[Task input Boundary: Start]

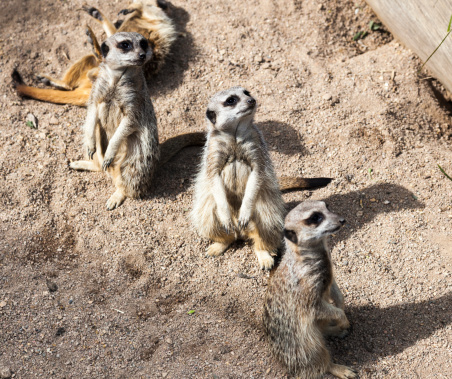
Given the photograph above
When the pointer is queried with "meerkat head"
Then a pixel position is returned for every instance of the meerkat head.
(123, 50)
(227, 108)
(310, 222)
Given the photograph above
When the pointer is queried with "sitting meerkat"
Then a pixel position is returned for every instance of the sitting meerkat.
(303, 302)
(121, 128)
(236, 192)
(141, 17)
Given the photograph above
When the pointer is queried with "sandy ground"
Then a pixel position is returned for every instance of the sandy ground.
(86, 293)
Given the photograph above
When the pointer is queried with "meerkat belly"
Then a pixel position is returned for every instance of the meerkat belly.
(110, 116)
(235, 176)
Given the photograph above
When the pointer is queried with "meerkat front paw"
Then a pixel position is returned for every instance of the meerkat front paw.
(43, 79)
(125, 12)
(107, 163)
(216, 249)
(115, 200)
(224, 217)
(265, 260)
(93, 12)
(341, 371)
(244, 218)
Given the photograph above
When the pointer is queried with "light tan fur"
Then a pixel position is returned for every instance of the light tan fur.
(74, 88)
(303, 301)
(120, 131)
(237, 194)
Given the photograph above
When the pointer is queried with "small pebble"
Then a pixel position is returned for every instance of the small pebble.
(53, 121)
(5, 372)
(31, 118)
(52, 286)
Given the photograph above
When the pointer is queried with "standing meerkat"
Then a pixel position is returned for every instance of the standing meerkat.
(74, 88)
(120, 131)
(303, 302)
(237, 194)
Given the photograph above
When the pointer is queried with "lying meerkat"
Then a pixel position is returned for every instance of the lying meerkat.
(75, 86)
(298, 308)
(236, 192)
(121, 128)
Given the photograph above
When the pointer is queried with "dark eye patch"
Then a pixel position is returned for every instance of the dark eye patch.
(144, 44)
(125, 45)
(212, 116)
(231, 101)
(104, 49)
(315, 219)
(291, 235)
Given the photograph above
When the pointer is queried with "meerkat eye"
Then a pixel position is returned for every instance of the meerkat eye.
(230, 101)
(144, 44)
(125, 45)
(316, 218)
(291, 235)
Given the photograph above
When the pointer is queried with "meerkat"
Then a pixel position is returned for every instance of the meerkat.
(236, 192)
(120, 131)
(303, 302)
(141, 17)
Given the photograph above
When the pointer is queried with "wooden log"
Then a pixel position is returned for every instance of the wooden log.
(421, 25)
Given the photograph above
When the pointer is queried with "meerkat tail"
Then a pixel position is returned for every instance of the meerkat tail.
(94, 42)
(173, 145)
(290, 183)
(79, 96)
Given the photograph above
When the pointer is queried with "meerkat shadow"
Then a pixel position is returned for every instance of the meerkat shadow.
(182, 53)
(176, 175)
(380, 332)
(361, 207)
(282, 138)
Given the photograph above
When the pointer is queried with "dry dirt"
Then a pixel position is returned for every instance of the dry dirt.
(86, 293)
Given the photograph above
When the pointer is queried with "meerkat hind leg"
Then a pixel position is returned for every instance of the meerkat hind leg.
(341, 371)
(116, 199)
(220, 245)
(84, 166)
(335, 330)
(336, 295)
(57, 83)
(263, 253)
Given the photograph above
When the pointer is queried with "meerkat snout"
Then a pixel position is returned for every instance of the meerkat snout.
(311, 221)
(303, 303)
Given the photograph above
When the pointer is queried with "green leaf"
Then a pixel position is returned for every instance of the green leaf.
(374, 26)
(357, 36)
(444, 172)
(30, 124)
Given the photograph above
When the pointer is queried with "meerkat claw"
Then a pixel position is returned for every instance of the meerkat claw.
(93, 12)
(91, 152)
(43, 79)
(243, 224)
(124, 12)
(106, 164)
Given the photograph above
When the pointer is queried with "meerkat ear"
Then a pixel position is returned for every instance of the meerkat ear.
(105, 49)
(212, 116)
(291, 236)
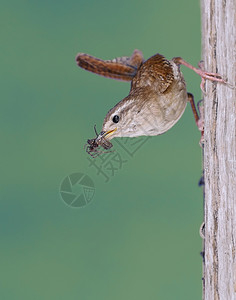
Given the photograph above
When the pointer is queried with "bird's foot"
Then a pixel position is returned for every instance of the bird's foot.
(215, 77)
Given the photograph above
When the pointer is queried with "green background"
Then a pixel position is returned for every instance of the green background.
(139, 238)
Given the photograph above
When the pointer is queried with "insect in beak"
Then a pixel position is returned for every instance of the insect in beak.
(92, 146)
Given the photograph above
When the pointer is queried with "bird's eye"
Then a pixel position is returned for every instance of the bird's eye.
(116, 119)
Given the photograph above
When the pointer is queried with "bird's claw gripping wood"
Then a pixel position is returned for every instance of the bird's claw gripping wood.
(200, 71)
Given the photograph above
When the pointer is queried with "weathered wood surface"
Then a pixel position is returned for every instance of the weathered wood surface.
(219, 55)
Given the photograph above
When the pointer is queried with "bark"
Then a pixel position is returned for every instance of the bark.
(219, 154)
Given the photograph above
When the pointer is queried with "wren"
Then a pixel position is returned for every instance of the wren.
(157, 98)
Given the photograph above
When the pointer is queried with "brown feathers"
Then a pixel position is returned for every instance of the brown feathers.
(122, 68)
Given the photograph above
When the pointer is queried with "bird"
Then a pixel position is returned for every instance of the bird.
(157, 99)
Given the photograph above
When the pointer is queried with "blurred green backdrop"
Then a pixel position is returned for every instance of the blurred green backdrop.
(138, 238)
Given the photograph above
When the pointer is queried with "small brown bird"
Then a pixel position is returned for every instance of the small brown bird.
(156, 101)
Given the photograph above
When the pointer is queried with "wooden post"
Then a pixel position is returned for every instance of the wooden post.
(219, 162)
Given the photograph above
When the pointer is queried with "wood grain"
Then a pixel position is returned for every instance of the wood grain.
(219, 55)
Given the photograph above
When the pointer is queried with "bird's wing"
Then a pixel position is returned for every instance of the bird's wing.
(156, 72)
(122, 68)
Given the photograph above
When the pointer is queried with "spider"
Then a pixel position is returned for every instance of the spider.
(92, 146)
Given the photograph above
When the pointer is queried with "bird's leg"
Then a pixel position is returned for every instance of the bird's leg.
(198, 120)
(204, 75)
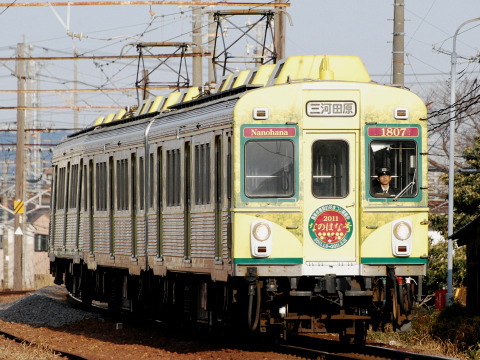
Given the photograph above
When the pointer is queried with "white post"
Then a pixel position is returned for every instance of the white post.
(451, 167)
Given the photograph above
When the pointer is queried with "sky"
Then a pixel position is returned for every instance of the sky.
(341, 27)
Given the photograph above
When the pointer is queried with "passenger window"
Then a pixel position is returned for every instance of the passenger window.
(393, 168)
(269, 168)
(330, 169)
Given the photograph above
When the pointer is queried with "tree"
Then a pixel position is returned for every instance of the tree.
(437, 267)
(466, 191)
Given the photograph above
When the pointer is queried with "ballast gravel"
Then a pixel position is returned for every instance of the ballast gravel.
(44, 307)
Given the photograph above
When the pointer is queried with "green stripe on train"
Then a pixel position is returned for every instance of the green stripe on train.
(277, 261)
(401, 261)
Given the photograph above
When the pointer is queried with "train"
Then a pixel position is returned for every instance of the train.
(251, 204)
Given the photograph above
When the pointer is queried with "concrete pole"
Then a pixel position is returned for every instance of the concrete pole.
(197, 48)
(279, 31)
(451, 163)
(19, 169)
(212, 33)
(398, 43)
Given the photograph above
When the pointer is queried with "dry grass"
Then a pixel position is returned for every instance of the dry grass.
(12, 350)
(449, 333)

[Task input Boundary: End]
[Task input Boundary: Start]

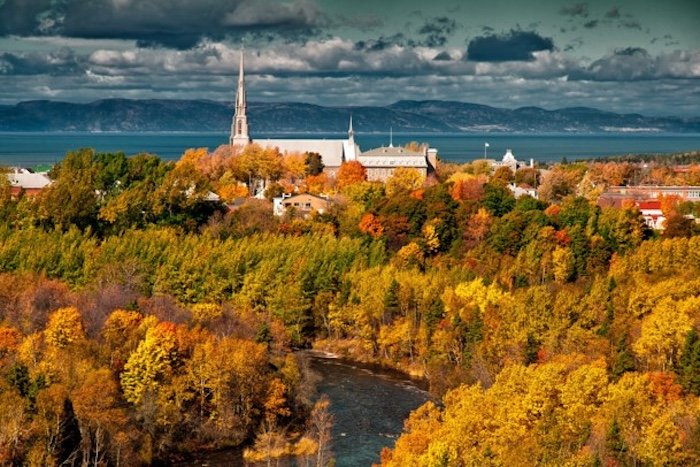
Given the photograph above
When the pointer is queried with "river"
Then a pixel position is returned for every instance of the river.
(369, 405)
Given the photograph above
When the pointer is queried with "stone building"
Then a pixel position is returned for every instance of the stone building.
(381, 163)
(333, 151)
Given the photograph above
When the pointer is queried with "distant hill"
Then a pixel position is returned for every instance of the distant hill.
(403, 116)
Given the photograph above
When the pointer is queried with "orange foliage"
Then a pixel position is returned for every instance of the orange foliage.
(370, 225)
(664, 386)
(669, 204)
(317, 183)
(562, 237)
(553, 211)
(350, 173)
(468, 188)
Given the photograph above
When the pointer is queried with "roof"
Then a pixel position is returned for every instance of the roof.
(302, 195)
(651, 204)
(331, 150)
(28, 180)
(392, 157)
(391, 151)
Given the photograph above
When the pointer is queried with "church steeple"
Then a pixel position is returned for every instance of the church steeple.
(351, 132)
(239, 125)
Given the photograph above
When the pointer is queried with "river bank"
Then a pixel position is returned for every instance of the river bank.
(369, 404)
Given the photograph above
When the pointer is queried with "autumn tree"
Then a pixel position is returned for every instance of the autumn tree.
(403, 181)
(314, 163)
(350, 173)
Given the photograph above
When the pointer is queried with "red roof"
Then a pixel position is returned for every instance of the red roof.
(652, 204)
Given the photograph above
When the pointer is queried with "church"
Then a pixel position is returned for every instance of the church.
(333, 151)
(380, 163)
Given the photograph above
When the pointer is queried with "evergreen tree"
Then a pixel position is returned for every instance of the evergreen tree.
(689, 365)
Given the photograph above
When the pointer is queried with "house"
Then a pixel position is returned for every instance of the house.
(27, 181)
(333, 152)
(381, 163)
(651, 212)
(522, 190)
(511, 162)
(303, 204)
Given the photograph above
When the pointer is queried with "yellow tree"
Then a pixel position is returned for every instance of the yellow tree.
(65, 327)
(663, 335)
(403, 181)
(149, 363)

[Task input Boundary: End]
[Task input Boundary: Start]

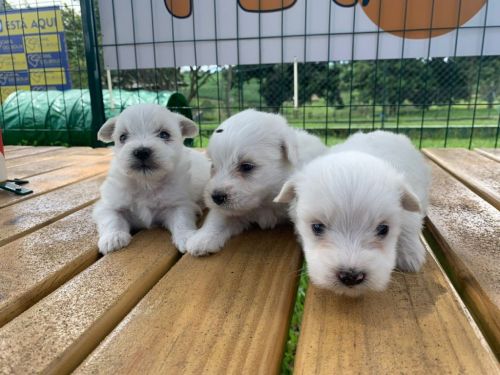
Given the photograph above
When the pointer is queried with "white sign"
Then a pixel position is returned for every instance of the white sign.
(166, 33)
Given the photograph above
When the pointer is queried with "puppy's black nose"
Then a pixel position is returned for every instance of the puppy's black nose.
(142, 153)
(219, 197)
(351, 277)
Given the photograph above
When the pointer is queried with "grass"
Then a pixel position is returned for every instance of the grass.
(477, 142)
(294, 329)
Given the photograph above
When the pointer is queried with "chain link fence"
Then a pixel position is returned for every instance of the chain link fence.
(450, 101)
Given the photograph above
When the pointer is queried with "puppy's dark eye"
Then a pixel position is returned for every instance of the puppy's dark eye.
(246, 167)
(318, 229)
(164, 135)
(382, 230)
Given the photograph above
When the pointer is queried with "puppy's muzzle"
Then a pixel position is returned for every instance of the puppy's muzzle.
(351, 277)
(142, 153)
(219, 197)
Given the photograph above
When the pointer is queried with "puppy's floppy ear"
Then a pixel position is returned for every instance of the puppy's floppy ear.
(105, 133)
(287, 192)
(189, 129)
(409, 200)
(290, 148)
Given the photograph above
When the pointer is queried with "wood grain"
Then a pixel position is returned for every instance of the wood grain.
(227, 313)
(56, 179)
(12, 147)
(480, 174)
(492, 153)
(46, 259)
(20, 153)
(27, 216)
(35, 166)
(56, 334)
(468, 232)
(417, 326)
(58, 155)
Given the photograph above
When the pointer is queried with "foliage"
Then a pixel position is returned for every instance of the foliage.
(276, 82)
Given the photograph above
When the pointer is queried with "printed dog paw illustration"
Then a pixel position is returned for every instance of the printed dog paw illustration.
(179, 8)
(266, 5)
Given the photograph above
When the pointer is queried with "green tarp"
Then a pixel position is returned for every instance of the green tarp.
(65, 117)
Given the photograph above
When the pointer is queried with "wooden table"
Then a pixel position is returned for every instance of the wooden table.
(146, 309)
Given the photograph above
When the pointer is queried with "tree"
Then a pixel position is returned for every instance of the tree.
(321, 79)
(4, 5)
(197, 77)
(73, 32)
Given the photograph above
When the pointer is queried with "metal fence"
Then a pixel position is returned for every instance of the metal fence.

[Task input Boundary: End]

▶ [Exercise directions] Search the records for the word "metal". Copy every line that has it.

▶ [Solution to the problem]
When the pointer is queried with "metal fence"
Then a pixel position is returned for every instance of the metal fence.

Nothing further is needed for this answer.